EXERCISE GOAL:
Rewrite the data, starting at the beginning and ending with the line containing "positive clicks: (232, 96)", replacing "rough mask" with "coarse mask" and keeping everything else unchanged. Omit the pictures from your answer.

________

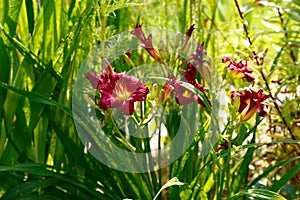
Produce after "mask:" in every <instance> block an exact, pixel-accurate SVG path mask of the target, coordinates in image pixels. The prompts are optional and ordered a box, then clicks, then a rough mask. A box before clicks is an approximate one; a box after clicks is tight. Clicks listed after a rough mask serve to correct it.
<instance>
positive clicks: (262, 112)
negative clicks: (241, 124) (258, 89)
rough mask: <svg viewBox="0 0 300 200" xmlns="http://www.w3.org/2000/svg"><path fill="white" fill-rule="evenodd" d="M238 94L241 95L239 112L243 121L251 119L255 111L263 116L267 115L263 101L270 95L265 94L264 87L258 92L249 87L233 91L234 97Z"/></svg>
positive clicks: (232, 96)
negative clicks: (254, 91) (246, 88)
mask: <svg viewBox="0 0 300 200" xmlns="http://www.w3.org/2000/svg"><path fill="white" fill-rule="evenodd" d="M236 96H239V97H240V104H239V108H238V112H239V113H241V119H240V120H241V121H247V120H249V119H250V118H251V117H252V116H253V115H254V114H255V113H259V115H260V116H262V117H263V116H265V114H266V111H265V110H264V104H263V101H264V100H266V99H267V98H268V97H269V95H264V94H263V90H262V89H260V90H259V91H258V92H254V91H252V90H248V89H247V90H245V91H244V92H239V91H233V92H231V98H232V99H235V98H236Z"/></svg>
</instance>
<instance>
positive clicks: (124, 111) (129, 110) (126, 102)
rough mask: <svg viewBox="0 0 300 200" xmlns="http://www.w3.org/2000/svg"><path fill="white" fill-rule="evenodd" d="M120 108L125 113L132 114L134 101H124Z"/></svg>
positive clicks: (132, 113)
mask: <svg viewBox="0 0 300 200" xmlns="http://www.w3.org/2000/svg"><path fill="white" fill-rule="evenodd" d="M120 108H121V111H122V112H123V113H124V114H125V115H132V114H133V111H134V103H133V102H129V101H124V102H123V104H122V105H121V107H120Z"/></svg>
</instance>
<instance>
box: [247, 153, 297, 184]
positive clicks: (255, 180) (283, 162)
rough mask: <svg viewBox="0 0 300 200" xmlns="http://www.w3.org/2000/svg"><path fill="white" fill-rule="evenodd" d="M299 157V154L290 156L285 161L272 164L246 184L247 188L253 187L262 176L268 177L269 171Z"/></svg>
mask: <svg viewBox="0 0 300 200" xmlns="http://www.w3.org/2000/svg"><path fill="white" fill-rule="evenodd" d="M297 159H300V156H297V157H293V158H289V159H287V160H285V161H283V162H280V163H278V164H276V165H274V166H271V167H269V168H268V169H266V170H265V171H264V172H263V173H262V174H261V175H259V176H258V177H257V178H255V179H254V180H253V181H252V182H251V183H250V184H249V185H247V186H246V189H247V188H250V187H252V186H253V185H255V184H256V183H257V182H258V181H259V180H261V179H262V178H264V177H266V176H267V175H268V174H269V173H271V172H272V171H273V170H276V169H278V168H279V167H282V166H284V165H286V164H288V163H290V162H292V161H294V160H297Z"/></svg>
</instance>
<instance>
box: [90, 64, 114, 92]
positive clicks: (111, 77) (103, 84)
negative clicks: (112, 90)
mask: <svg viewBox="0 0 300 200" xmlns="http://www.w3.org/2000/svg"><path fill="white" fill-rule="evenodd" d="M103 63H104V66H105V70H103V71H102V74H101V76H98V75H97V73H96V72H87V73H86V74H85V77H86V78H87V79H88V80H89V81H90V82H91V84H92V86H93V88H94V89H100V88H101V87H102V86H103V85H104V84H105V83H106V82H109V81H111V80H114V79H116V78H118V76H119V74H117V73H115V72H114V70H113V68H112V66H111V65H110V63H109V61H108V60H107V59H104V61H103Z"/></svg>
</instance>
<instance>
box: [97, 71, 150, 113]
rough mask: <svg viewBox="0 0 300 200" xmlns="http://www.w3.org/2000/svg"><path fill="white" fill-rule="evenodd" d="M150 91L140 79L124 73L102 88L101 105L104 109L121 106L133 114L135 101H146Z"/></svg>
mask: <svg viewBox="0 0 300 200" xmlns="http://www.w3.org/2000/svg"><path fill="white" fill-rule="evenodd" d="M148 93H149V89H148V88H147V87H146V86H145V85H143V84H142V82H141V81H140V80H138V79H136V78H134V77H131V76H127V75H126V74H125V73H124V75H123V76H120V78H119V79H118V80H116V81H115V82H109V83H107V85H106V86H105V87H103V88H101V89H100V94H101V98H100V100H99V106H100V108H102V109H104V110H106V109H107V108H117V107H119V108H120V109H121V111H122V112H123V113H124V114H126V115H132V114H133V111H134V102H136V101H144V100H145V99H146V96H147V94H148Z"/></svg>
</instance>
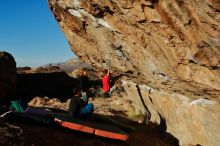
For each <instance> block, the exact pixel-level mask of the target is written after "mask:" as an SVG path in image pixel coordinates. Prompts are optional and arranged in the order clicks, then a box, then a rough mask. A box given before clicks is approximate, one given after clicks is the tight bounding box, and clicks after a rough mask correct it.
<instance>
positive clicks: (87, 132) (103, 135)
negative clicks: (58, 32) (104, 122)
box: [7, 107, 128, 141]
mask: <svg viewBox="0 0 220 146" xmlns="http://www.w3.org/2000/svg"><path fill="white" fill-rule="evenodd" d="M7 117H11V118H15V117H16V118H17V119H22V120H25V119H31V120H34V121H39V122H43V123H47V122H48V121H50V120H51V117H52V120H53V122H55V123H57V124H58V125H60V126H62V127H65V128H68V129H71V130H76V131H81V132H85V133H90V134H95V135H97V136H101V137H105V138H110V139H116V140H122V141H126V140H127V139H128V134H127V133H126V132H124V131H123V130H121V129H120V128H118V127H116V126H113V125H111V124H105V123H101V122H96V121H90V120H88V121H86V120H82V119H78V118H73V117H71V116H69V115H68V114H64V113H57V112H52V111H47V110H46V109H44V108H36V107H28V108H27V109H26V110H25V112H24V113H15V112H13V113H11V114H9V115H8V116H7Z"/></svg>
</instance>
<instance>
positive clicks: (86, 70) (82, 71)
mask: <svg viewBox="0 0 220 146" xmlns="http://www.w3.org/2000/svg"><path fill="white" fill-rule="evenodd" d="M84 72H88V69H87V68H82V69H81V72H80V75H81V76H82V75H84Z"/></svg>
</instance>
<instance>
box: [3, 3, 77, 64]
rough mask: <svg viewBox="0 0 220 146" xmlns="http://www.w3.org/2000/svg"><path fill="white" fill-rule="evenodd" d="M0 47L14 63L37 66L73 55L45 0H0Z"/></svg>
mask: <svg viewBox="0 0 220 146" xmlns="http://www.w3.org/2000/svg"><path fill="white" fill-rule="evenodd" d="M0 51H7V52H9V53H11V54H12V55H13V56H14V57H15V60H16V62H17V66H31V67H36V66H40V65H44V64H48V63H57V62H64V61H66V60H68V59H69V58H72V57H75V55H74V53H73V52H72V51H71V50H70V47H69V44H68V42H67V40H66V38H65V36H64V34H63V32H62V31H61V29H60V28H59V25H58V23H57V22H56V20H55V19H54V16H53V15H52V13H51V12H50V10H49V8H48V4H47V0H0Z"/></svg>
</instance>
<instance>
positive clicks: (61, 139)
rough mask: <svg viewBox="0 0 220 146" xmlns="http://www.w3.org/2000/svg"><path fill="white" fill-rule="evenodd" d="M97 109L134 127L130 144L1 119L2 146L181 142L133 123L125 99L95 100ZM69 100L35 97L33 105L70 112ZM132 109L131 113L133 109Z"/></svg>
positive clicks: (173, 144) (131, 144)
mask: <svg viewBox="0 0 220 146" xmlns="http://www.w3.org/2000/svg"><path fill="white" fill-rule="evenodd" d="M92 102H93V103H94V105H95V113H99V114H102V115H106V116H109V117H111V118H112V119H114V120H116V121H118V122H120V123H123V124H127V125H129V126H133V127H135V128H136V129H135V130H134V131H133V132H131V131H130V132H129V139H128V141H126V142H120V141H114V140H109V139H105V138H101V137H97V136H93V135H89V134H84V133H81V132H76V131H70V130H66V129H62V128H59V127H57V126H49V125H32V124H27V123H26V124H24V123H16V122H6V121H4V120H2V119H0V139H1V142H0V144H1V145H33V146H43V145H55V146H60V145H79V146H86V145H90V146H92V145H94V146H96V145H100V146H135V145H138V146H146V145H150V146H158V145H159V146H173V145H178V141H177V140H176V139H175V138H174V137H172V136H171V135H169V134H167V133H163V132H161V129H160V128H159V127H158V126H157V125H154V124H149V125H148V126H147V125H146V124H145V123H138V122H137V119H138V118H136V119H133V120H132V119H131V118H130V117H129V114H128V111H129V110H131V111H132V105H128V102H126V101H125V100H123V99H122V97H117V96H112V97H110V98H107V99H106V98H95V99H94V100H93V101H92ZM68 104H69V100H67V101H66V102H61V101H59V99H55V98H54V99H49V98H47V97H35V98H34V99H33V100H32V101H30V102H29V105H30V106H36V107H53V108H57V109H62V110H67V109H68ZM129 107H130V108H131V109H130V108H129Z"/></svg>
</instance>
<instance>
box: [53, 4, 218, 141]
mask: <svg viewBox="0 0 220 146" xmlns="http://www.w3.org/2000/svg"><path fill="white" fill-rule="evenodd" d="M49 7H50V9H51V10H52V12H53V14H54V16H55V18H56V19H57V21H58V22H59V25H60V27H61V29H62V30H63V32H64V34H65V35H66V37H67V39H68V41H69V44H70V46H71V49H72V50H73V51H74V52H75V54H76V55H77V56H79V58H80V59H81V60H84V61H86V62H88V63H91V64H92V65H93V66H94V67H95V68H96V69H97V70H99V69H103V68H110V69H111V70H112V71H113V74H114V75H118V74H121V75H124V76H125V77H126V78H127V79H128V80H130V81H133V82H135V83H137V84H142V85H146V86H148V87H150V88H153V89H154V90H157V91H158V94H156V95H155V96H158V99H161V98H162V97H161V94H162V93H163V92H162V93H160V91H166V93H169V94H168V95H167V96H166V98H165V97H164V98H163V99H164V100H167V101H169V102H164V103H163V104H164V106H154V107H153V106H152V108H154V111H155V112H156V113H157V112H159V113H160V114H161V115H162V116H163V117H164V118H165V120H166V121H167V123H168V125H169V126H168V127H169V128H168V130H169V131H170V132H171V133H172V134H174V136H177V137H178V138H180V139H181V143H194V142H199V140H201V143H205V144H207V143H206V142H203V140H202V138H203V137H204V138H205V137H207V136H206V134H205V133H203V134H205V135H204V136H201V135H200V134H198V133H194V132H192V131H190V132H188V133H190V134H192V137H194V138H195V137H198V139H197V138H195V139H196V140H194V139H190V138H189V139H188V140H187V138H186V136H187V135H186V133H187V132H186V131H189V130H184V129H189V128H187V125H189V122H190V119H191V118H192V121H195V120H197V119H195V118H194V117H193V116H195V115H194V113H193V114H192V116H189V117H187V114H186V113H187V112H188V111H190V110H191V109H192V107H191V106H185V107H184V108H186V111H182V112H181V114H180V115H182V116H183V117H186V118H189V121H188V122H186V123H187V124H185V123H181V124H183V125H182V126H183V127H182V129H183V130H182V131H183V132H182V131H181V130H179V131H178V129H177V128H178V126H180V125H173V126H172V124H170V121H172V120H171V119H173V118H174V117H175V116H176V114H174V115H172V116H167V115H165V113H164V114H163V108H164V107H167V110H171V111H173V110H174V109H175V108H174V107H175V106H178V103H179V104H180V106H181V107H182V105H183V101H179V102H177V99H176V96H174V95H173V94H178V95H180V96H183V97H187V99H188V100H189V101H193V100H199V99H205V100H213V102H215V101H216V102H217V103H218V104H219V100H220V71H219V68H220V27H219V26H220V13H219V10H220V2H219V1H218V0H201V1H199V0H184V1H182V0H111V1H110V0H49ZM145 100H147V99H145ZM160 101H161V100H159V101H157V102H160ZM172 104H173V105H172ZM187 104H188V102H187ZM215 104H216V103H215ZM168 105H170V109H169V108H168ZM171 105H172V106H171ZM138 106H140V103H137V108H138ZM147 106H149V108H150V105H147ZM184 108H183V107H182V108H180V109H184ZM206 108H207V109H206ZM198 109H200V107H197V106H196V107H195V109H194V108H193V109H192V110H193V111H194V110H195V111H196V110H198ZM217 109H219V108H217ZM152 111H153V110H152ZM161 111H162V112H161ZM208 111H209V108H208V107H204V112H203V113H204V115H205V114H208V115H211V113H212V112H208ZM185 112H186V113H185ZM215 112H216V111H215ZM166 113H167V112H166ZM168 113H170V112H168ZM195 113H196V114H197V112H195ZM203 113H201V114H202V115H203ZM217 113H218V112H216V114H217ZM216 114H215V115H216ZM153 115H156V114H153ZM216 117H218V116H216ZM151 118H152V120H153V119H154V120H153V121H157V122H158V120H157V119H158V118H157V117H155V118H153V117H151ZM197 118H198V117H197ZM200 118H204V119H202V120H201V121H203V120H205V116H204V117H203V116H202V117H200ZM213 118H214V117H213ZM184 126H185V127H184ZM196 126H197V127H199V128H201V129H204V127H205V126H207V125H206V124H204V123H202V124H199V125H195V126H194V128H193V129H194V130H195V127H196ZM200 126H201V127H200ZM215 126H216V124H215ZM208 127H209V126H208ZM205 130H208V129H205ZM195 132H196V131H195ZM214 134H215V131H212V132H210V135H212V136H214ZM181 135H182V136H181ZM181 137H182V138H181ZM214 137H215V136H214ZM208 138H211V137H208ZM207 141H208V142H210V144H214V143H212V142H213V141H212V138H211V139H210V140H207Z"/></svg>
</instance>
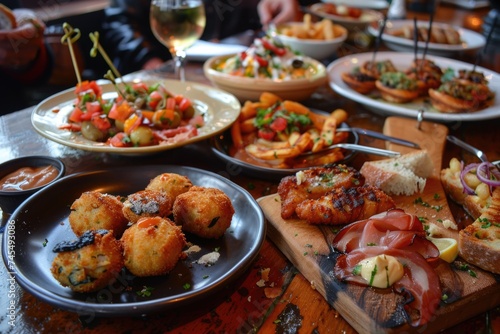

________

SOLVED EXERCISE:
Produce after "mask:" in every <instance> block an exact, pixel-accurate SVG path mask of the target, coordinates in image pixels. The prompts are optional and ordered a box, then clicks, then a coarse mask. A box before clicks is an approximate one; a box after clicks is tight. Clicks listed after a coarse mask serve to correct it.
<instance>
positive clicks: (262, 112)
negative clicks: (241, 124) (258, 89)
coarse mask: <svg viewBox="0 0 300 200" xmlns="http://www.w3.org/2000/svg"><path fill="white" fill-rule="evenodd" d="M238 94L241 95L239 112L243 121L251 119L255 111L263 116L267 115L263 101L270 95L265 94L264 87L258 92L249 87L233 91L234 97Z"/></svg>
positive clicks: (232, 96)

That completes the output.